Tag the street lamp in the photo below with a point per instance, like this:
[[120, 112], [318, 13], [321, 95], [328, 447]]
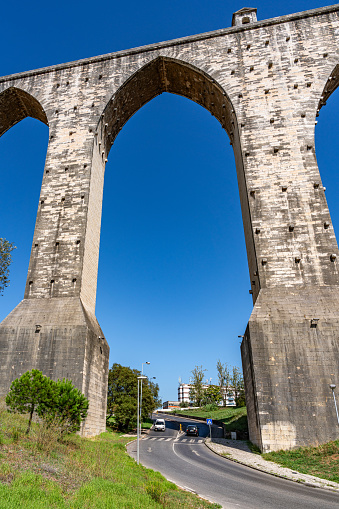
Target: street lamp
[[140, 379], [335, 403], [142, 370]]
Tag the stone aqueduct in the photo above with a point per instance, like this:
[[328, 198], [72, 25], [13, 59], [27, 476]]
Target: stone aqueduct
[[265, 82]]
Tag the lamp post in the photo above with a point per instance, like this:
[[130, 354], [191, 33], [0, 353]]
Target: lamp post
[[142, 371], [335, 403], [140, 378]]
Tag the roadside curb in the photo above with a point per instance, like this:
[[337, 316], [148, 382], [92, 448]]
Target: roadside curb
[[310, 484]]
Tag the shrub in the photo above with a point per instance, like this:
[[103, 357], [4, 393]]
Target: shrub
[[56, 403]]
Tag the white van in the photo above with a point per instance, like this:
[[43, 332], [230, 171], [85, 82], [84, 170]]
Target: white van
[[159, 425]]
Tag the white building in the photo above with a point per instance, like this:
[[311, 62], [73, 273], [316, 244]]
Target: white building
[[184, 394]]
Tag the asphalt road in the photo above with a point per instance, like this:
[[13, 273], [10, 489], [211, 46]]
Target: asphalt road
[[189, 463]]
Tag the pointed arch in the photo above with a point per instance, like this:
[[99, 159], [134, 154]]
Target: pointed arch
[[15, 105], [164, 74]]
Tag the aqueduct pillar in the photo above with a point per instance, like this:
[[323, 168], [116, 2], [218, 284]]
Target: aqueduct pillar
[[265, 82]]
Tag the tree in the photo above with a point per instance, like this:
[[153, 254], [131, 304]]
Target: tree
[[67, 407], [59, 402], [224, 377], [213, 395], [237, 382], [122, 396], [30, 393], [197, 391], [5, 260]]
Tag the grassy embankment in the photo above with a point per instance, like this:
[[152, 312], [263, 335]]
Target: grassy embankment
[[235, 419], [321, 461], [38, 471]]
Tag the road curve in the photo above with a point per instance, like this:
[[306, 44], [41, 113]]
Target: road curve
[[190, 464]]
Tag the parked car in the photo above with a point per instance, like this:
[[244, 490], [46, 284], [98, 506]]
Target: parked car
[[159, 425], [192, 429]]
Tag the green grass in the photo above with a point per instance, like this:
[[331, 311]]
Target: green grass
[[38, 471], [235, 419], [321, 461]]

...

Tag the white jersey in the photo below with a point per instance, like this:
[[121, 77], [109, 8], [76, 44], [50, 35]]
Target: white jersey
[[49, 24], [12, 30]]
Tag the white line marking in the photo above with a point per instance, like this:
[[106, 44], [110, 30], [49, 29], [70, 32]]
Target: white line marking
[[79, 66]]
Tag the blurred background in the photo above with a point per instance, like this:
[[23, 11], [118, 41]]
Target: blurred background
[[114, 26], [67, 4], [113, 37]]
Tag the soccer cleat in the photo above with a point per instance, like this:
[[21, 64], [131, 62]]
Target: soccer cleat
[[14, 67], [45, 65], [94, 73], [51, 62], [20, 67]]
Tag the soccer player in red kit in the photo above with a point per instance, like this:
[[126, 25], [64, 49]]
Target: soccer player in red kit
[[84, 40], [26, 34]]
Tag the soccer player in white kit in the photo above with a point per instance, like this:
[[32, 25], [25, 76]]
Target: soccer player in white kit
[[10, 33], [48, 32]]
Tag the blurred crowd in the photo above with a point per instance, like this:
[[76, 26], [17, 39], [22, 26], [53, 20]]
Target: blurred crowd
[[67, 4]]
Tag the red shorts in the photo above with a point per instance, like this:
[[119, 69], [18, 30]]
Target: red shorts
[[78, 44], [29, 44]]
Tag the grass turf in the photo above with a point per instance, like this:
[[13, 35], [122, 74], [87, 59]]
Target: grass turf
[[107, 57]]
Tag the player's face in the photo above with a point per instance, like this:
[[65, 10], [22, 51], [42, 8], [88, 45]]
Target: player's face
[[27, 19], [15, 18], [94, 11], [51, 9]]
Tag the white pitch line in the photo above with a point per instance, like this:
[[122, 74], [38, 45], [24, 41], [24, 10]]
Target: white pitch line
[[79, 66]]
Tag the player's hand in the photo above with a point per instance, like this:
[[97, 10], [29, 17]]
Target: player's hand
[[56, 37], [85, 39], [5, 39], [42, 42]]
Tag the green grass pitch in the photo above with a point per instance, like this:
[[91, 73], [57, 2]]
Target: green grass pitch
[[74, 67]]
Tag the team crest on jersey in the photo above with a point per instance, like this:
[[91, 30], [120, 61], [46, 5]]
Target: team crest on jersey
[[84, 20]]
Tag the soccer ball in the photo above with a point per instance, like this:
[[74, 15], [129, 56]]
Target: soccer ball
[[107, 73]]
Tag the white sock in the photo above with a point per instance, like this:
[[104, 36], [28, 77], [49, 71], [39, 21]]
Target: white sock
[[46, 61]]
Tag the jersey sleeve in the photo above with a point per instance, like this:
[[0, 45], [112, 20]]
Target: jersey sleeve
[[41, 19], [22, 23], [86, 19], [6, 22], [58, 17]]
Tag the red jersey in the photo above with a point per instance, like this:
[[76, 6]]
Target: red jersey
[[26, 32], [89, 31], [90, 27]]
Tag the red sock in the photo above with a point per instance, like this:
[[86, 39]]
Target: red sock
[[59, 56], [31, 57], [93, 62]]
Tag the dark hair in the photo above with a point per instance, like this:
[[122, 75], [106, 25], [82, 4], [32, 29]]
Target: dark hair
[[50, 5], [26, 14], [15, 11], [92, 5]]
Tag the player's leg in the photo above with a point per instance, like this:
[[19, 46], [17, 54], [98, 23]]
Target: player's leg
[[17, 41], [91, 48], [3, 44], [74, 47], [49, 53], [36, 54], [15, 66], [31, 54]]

Exercise aim »
Please rewrite every line from the line with "Tag the white van" up to and including the line with "[[15, 105], [164, 74]]", shifting each coordinate in the answers by adding 149. Copy all other lines in that range unchanged.

In response »
Tag the white van in the photo above with a point per instance, like this:
[[43, 332], [230, 171], [85, 82], [84, 170]]
Target: white van
[[308, 574]]
Tag the white building in the photo above with a point per instance, like this:
[[311, 62], [73, 273], [316, 244]]
Target: white building
[[333, 543]]
Tag the asphalt road in the photo above with a point per instance, like this:
[[13, 273], [10, 489], [211, 46]]
Target: asphalt road
[[338, 612]]
Tag the pointed arch in the photo above with a point per instance, like this:
[[99, 159], [134, 154]]
Target: pointed arch
[[164, 254], [313, 223]]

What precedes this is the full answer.